### What to do:
Pull out each line in the rows below that contains the word "roof". Case counts.

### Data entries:
* * *

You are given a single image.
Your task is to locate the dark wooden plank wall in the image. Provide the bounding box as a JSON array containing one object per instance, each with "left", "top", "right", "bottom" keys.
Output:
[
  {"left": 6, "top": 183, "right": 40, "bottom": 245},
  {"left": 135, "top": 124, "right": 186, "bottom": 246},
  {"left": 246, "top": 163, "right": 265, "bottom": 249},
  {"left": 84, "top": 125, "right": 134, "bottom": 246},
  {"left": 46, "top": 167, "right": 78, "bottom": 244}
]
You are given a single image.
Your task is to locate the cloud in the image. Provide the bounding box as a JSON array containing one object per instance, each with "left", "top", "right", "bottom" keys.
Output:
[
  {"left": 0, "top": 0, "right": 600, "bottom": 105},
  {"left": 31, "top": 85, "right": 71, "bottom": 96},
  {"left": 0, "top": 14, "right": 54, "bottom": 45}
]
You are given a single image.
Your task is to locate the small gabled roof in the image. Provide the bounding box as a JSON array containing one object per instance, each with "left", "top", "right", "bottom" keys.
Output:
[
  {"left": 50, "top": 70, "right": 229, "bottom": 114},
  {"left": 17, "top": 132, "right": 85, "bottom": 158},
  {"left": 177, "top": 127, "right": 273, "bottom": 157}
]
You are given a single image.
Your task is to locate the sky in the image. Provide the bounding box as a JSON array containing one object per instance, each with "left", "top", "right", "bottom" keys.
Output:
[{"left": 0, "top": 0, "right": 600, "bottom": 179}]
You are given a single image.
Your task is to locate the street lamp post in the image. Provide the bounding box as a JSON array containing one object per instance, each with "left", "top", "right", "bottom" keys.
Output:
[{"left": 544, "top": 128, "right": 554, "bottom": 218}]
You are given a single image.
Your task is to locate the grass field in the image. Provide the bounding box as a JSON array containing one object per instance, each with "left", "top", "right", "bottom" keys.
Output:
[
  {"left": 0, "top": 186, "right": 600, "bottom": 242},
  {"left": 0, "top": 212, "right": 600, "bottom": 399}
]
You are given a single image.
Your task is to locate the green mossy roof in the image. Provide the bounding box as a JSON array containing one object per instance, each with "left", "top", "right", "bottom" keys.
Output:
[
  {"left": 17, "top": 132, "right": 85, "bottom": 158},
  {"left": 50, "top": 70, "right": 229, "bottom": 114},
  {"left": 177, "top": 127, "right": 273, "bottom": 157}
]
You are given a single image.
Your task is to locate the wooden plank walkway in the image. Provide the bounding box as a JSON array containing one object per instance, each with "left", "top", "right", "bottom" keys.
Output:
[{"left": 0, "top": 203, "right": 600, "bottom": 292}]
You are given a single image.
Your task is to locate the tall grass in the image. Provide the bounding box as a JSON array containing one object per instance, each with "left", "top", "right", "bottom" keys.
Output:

* * *

### Task answer:
Your task is to locate the small gabled roof in the image. Provide the bounding box as a JSON array containing one object per instance, each with "left", "top", "right", "bottom" keys.
Your task is to locate the green mossy roof in the image. Provide the bounding box as a JSON array containing one object per instance, each with "left", "top", "right", "bottom" keys.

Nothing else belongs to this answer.